SOURCE PASSAGE>
=======

The recent reopening of New Holland Island, a former military site in central St Petersburg, has not been without difficulty. After Norman Foster’s ostentatious redevelopment scheme fell through, Roman Abramovich stepped in. Where Foster’s design was brash and overbearing, the current masterplan – overseen by Dasha Zhukova and designed by New York’s WORKac and Dutch landscape architects West 8 – is being pitched as a sensitive restoration project. Renovation of the site’s impressive 18th-century buildings is ongoing. Shops, offices, and upmarket apartments are in the pipeline. For now, there is a smartly landscaped park, a series of temporary pavilions to offer food, drink and facilities, and the first St Petersburg outpost of Zhukova’s Moscow-based Garage Museum of Contemporary Art.

‘New Holland will be a new focal point for the city,’ says Luba Leontieva of locally-based Ludi Architects, who have worked on several aspects of the project. ‘This will be an important place to show contemporary art in St Petersburg.’ Not everyone is convinced, however. One curator I spoke to criticised the lack of local artists involved. ‘It’s a Moscow project in St Petersburg,’ they said.

New Holland Island, St Petersburg. Photo by Crystal Bennes

New Holland Island. Photo by Crystal Bennes

This cuts to the heart of a tension between these two great cities. St Petersburg has history, literary heritage and, of course, the Hermitage. But Moscow is where the money is. As I reported back in March, Moscow’s contemporary market is growing fast. In St Petersburg, by contrast, most of the major cultural institutions are oriented towards the city’s illustrious past and there are only a few established commercial galleries.

=======

EXERCISE PROMPT>
Carry on the piece about New Holland Island in St Petersburg, starting after its last sentence.

=======

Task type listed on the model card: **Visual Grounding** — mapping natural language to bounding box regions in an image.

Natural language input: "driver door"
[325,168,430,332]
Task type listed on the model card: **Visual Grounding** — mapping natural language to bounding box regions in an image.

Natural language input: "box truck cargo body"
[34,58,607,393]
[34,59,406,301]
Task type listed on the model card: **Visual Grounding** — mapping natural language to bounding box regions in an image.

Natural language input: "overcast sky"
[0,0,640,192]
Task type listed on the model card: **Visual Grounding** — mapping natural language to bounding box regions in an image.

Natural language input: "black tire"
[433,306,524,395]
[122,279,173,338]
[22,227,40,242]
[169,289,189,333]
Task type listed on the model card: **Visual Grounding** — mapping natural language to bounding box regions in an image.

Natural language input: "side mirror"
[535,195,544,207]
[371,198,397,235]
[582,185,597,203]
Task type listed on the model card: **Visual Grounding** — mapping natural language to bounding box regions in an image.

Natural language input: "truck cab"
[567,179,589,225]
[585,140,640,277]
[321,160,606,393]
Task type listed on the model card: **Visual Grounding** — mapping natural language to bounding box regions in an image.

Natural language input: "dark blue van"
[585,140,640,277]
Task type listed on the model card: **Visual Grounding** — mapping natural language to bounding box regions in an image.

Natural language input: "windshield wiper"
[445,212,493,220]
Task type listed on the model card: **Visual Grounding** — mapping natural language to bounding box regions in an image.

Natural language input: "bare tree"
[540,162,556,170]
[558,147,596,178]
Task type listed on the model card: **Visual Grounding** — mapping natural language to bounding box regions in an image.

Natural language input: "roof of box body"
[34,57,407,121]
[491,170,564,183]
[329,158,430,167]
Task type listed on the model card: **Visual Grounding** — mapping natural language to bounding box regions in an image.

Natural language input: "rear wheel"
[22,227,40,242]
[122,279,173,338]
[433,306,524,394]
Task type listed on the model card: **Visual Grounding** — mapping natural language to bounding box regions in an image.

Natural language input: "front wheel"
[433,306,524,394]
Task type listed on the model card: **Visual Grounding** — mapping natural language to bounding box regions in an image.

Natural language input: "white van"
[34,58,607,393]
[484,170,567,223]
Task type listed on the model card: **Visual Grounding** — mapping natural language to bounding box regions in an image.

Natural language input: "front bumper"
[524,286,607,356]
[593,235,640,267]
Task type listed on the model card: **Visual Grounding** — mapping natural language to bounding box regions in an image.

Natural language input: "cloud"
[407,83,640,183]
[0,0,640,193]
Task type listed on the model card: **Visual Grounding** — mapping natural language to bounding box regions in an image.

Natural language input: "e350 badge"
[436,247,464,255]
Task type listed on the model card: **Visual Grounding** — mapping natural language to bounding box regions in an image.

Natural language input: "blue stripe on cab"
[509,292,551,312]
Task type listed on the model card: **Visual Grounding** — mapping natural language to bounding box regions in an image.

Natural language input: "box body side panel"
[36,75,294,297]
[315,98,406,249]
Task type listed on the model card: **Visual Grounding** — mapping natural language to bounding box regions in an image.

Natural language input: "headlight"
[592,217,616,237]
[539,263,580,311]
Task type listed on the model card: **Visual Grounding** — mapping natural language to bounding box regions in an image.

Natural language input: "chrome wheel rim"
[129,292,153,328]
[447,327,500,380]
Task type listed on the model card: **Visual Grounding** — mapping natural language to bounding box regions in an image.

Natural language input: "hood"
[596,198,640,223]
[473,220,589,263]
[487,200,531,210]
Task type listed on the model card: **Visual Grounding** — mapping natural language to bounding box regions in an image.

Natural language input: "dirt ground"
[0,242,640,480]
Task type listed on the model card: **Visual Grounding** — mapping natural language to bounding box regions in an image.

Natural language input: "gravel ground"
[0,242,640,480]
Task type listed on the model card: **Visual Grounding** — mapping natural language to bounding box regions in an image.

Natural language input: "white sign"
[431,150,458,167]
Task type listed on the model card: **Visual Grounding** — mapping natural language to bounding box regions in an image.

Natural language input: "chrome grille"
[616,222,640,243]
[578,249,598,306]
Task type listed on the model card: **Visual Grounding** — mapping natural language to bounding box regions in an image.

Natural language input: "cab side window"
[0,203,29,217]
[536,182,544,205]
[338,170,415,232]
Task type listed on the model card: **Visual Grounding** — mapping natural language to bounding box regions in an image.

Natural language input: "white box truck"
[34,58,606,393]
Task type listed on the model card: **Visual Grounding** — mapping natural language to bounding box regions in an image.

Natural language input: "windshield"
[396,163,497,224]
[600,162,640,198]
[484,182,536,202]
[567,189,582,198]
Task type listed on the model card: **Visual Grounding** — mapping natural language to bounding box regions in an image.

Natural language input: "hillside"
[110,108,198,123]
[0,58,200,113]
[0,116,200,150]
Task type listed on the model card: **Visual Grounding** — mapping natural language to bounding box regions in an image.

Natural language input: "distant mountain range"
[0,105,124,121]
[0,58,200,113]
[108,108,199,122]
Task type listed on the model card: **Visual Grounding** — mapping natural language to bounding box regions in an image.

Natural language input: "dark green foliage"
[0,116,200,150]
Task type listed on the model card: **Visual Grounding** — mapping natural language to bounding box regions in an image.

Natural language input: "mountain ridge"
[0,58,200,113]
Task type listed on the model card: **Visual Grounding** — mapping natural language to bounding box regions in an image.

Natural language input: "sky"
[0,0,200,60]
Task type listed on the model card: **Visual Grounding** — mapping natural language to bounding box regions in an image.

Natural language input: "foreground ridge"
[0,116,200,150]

=======

EXERCISE OUTPUT>
Recent years have seen some developments. New private museums have opened, such as Erarta (opened 2010) and Novy Museum (opened 2012) but the collections and programmes of both could be improved. 2014 saw the city play host to the (admittedly controversial) Manifesta10, which could have been a significant boost to the visibility of the arts. But the consensus from those I spoke to is that it failed to engage the public. One hopes two forthcoming festivals will have a more positive impact: Forma Biennale of Museum Design (30 September–30 October) and Art Prospect international festival of public art (22–25 September).

Politics can make life difficult. State funding for the arts is scarce, art schools are highly traditional and academic, and foreign-funded NGOs have to declare themselves as ‘foreign agents’ – in 2015, Dmitry Zimin’s Dynasty Foundation, which funded art-science projects and festivals in addition to scientific research, shut down after being branded one. In May there was an outcry when the National Centre for Contemporary Arts was merged with State Museum and Exhibition Centre (ROSIZO) at a moment’s notice.

One organisation making a big difference is Pro Arte. Based beneath the arches of the Peter and Paul Fortress, the independent non-profit was founded in 1999. Today, Pro Arte runs an education programme, institutes collaborations with the city’s museums, and organises some 250 events per year (including festivals like Forma) through a staff of just nine. Many of St Petersburg’s current crop of emerging artists have benefitted from Pro Arte’s programmes.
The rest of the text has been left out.